Give every entry again, word for word and in full.
──────────
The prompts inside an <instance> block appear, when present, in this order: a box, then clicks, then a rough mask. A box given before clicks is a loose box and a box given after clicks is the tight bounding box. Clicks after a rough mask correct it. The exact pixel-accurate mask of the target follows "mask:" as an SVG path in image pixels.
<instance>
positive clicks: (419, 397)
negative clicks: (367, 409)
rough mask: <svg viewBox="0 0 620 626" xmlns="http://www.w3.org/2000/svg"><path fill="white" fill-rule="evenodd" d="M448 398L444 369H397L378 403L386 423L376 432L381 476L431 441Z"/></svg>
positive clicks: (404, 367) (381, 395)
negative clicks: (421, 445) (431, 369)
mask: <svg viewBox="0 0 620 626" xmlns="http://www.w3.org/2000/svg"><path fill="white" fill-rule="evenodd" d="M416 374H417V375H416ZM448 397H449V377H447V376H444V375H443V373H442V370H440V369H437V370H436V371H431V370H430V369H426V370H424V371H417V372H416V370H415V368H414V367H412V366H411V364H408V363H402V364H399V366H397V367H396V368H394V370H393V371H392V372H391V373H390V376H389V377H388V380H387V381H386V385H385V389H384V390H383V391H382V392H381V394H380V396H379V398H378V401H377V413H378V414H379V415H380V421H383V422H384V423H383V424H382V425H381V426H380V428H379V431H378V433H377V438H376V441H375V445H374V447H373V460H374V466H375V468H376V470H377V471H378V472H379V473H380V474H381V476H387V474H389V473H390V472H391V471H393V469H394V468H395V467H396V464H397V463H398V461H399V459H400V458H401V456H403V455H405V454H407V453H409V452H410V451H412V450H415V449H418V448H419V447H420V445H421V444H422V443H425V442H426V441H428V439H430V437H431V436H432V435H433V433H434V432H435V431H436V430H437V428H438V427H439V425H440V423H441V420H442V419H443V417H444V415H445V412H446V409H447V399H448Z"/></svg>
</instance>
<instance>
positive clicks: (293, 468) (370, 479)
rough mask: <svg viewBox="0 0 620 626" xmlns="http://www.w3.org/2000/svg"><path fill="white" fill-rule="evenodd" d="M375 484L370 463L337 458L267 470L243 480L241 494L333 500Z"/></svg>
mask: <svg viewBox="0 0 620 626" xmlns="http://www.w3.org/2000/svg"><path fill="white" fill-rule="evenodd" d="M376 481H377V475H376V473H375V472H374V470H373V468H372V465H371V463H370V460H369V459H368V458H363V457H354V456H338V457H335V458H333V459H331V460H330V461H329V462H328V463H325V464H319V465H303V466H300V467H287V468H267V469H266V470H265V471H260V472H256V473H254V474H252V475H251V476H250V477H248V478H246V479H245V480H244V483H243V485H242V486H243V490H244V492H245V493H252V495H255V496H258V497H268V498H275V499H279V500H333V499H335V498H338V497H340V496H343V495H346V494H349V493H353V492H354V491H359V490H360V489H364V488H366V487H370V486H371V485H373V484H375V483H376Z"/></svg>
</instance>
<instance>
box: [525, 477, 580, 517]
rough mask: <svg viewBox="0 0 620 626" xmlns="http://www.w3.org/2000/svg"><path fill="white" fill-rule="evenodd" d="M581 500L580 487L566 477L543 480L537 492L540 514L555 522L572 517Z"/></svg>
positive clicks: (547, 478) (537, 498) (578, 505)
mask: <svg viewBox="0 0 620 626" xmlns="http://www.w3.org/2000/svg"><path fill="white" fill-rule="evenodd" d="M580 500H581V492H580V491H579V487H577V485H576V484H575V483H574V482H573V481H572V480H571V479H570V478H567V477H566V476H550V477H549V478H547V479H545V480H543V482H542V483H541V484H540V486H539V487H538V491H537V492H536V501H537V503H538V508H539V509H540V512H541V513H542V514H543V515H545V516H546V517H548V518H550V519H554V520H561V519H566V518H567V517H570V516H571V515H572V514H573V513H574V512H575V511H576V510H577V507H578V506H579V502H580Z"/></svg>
──────────
■ **SOLUTION FOR THIS EXERCISE**
The prompts inside an <instance> block appear, when present, in this order: a box, then clicks, then a rough mask. A box given before clicks is a loose box and a box given after clicks is the tight bounding box. Clicks after a rough mask correct it. The exact pixel-accurate mask of the target follows "mask:" as an SVG path in image pixels.
<instance>
positive clicks: (419, 397)
negative clicks: (367, 409)
rough mask: <svg viewBox="0 0 620 626" xmlns="http://www.w3.org/2000/svg"><path fill="white" fill-rule="evenodd" d="M448 398L444 369H397L378 403L386 423L376 432L381 476L431 441Z"/></svg>
positive clicks: (404, 367) (381, 395)
negative clicks: (421, 445) (431, 369)
mask: <svg viewBox="0 0 620 626" xmlns="http://www.w3.org/2000/svg"><path fill="white" fill-rule="evenodd" d="M416 374H417V375H416ZM448 397H449V377H447V376H444V375H443V373H442V370H440V369H437V370H436V371H431V370H430V369H426V370H424V371H417V372H416V370H415V368H414V367H412V366H411V364H408V363H402V364H399V366H397V367H396V368H394V370H393V371H392V372H391V373H390V376H389V377H388V380H387V381H386V385H385V389H384V390H383V391H382V392H381V394H380V396H379V398H378V401H377V413H378V414H379V415H380V421H383V422H384V423H383V424H382V425H381V426H380V428H379V431H378V433H377V438H376V441H375V445H374V447H373V460H374V466H375V468H376V470H377V471H378V472H379V473H380V474H381V476H387V474H389V473H390V472H391V471H393V469H394V468H395V467H396V464H397V463H398V461H399V459H400V458H401V456H403V455H405V454H407V453H409V452H410V451H412V450H415V449H418V448H419V447H420V445H421V444H422V443H425V442H426V441H428V439H430V437H431V436H432V435H433V433H434V432H435V431H436V430H437V428H438V427H439V425H440V423H441V420H442V419H443V417H444V415H445V412H446V409H447V399H448Z"/></svg>
</instance>
<instance>
positive clicks: (293, 468) (370, 479)
rough mask: <svg viewBox="0 0 620 626" xmlns="http://www.w3.org/2000/svg"><path fill="white" fill-rule="evenodd" d="M375 484L370 463L337 458L267 470L243 480L241 494L333 500Z"/></svg>
mask: <svg viewBox="0 0 620 626" xmlns="http://www.w3.org/2000/svg"><path fill="white" fill-rule="evenodd" d="M376 481H377V475H376V473H375V472H374V470H373V468H372V465H371V463H370V460H369V459H368V458H363V457H354V456H338V457H335V458H333V459H331V460H330V461H329V462H328V463H325V464H319V465H303V466H300V467H287V468H267V469H266V470H265V471H260V472H256V473H254V474H252V475H251V476H250V477H248V478H246V479H245V480H244V483H243V485H242V486H243V490H244V492H245V493H252V495H255V496H258V497H268V498H275V499H279V500H333V499H335V498H338V497H340V496H343V495H346V494H349V493H353V492H354V491H359V490H360V489H364V488H366V487H370V486H371V485H373V484H375V483H376Z"/></svg>
</instance>
<instance>
box: [525, 477, 580, 517]
rough mask: <svg viewBox="0 0 620 626" xmlns="http://www.w3.org/2000/svg"><path fill="white" fill-rule="evenodd" d="M581 500L580 487L566 477L543 480L537 492L540 514L555 522L572 517Z"/></svg>
positive clicks: (547, 478) (537, 498) (578, 505)
mask: <svg viewBox="0 0 620 626" xmlns="http://www.w3.org/2000/svg"><path fill="white" fill-rule="evenodd" d="M580 500H581V492H580V491H579V487H577V485H576V484H575V483H574V482H573V481H572V480H571V479H570V478H567V477H566V476H550V477H549V478H547V479H545V480H543V482H542V483H541V484H540V486H539V487H538V491H537V492H536V501H537V503H538V508H539V509H540V512H541V513H542V514H543V515H545V516H546V517H548V518H550V519H554V520H561V519H566V518H567V517H570V516H571V515H572V514H573V513H574V512H575V511H576V510H577V507H578V506H579V502H580Z"/></svg>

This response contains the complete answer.